Labeled point records
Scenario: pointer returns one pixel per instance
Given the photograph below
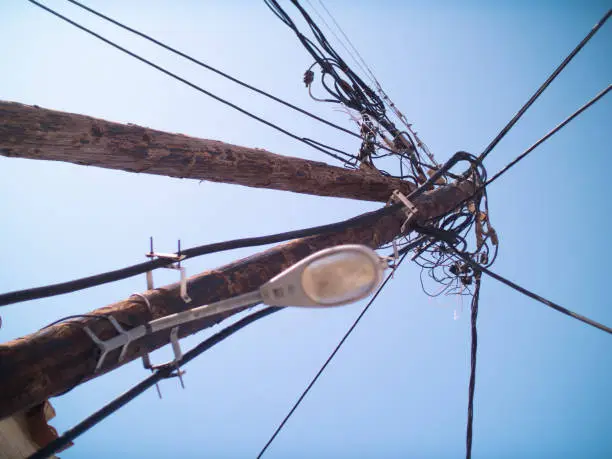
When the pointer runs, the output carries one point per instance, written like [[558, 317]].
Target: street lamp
[[331, 277]]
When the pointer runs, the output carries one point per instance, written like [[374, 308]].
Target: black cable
[[192, 85], [329, 359], [541, 89], [472, 385], [549, 134], [141, 268], [212, 69], [476, 267], [165, 372], [520, 157]]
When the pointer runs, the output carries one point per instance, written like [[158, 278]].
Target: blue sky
[[398, 388]]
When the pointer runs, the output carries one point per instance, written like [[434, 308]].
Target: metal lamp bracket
[[177, 258]]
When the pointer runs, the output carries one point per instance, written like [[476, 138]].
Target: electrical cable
[[541, 89], [329, 359], [473, 354], [549, 135], [165, 372], [476, 267], [141, 268], [213, 69], [520, 157], [192, 85]]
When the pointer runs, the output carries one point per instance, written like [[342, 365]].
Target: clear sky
[[398, 388]]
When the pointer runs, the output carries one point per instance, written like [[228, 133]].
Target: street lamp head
[[330, 277]]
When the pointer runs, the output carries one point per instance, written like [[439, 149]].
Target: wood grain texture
[[36, 133], [55, 359]]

» **EXERCISE DIRECTIONS**: Can you convert the material above into a Markdown table with the columns Row and Line, numbering each non-blank line and leaving the pictures out?

» **SOLUTION TO THE PROBLEM**:
| Row | Line |
|---|---|
| 1 | Scenario: pointer returns one pixel per instance |
| 2 | Given the photograph below |
| 3 | When the pointer runs, the output carries one point per instance, written like [[558, 317]]. |
| 4 | Target: street lamp |
| 5 | [[331, 277]] |
| 6 | When the pointer runs, the output carries one point per instance, written like [[374, 308]]. |
| 7 | Target: black cable |
| 8 | [[192, 85], [329, 359], [541, 89], [472, 385], [549, 134], [141, 268], [212, 69], [476, 267], [165, 372], [520, 157]] |
| 9 | When the pointer runs, the output carries one point per instance, written like [[158, 278]]. |
| 10 | Target: blue sky |
| 11 | [[398, 388]] |
| 12 | When the pointer runs, the output carries one point per instance, written like [[434, 308]]. |
| 13 | Target: metal lamp bracket |
| 14 | [[177, 258]] |
| 15 | When the pointer runs, the output carries one point per instance, written like [[476, 138]]. |
| 16 | Target: electrical cable |
| 17 | [[541, 89], [329, 359], [473, 354], [549, 135], [165, 372], [476, 267], [141, 268], [213, 69], [520, 157], [192, 85]] |
| 18 | When the pointer runs, the output carries one point per instance, written like [[342, 365]]. |
| 19 | Target: clear sky |
| 20 | [[398, 388]] |
| 21 | When the pointer runs, the output carries one point per instance, written like [[228, 133]]. |
| 22 | Target: street lamp head |
| 23 | [[330, 277]] |
| 24 | When the pointer runs, the output carries one point per instance, written like [[439, 149]]. |
| 25 | Target: wood grain texture |
| 26 | [[36, 133], [55, 359]] |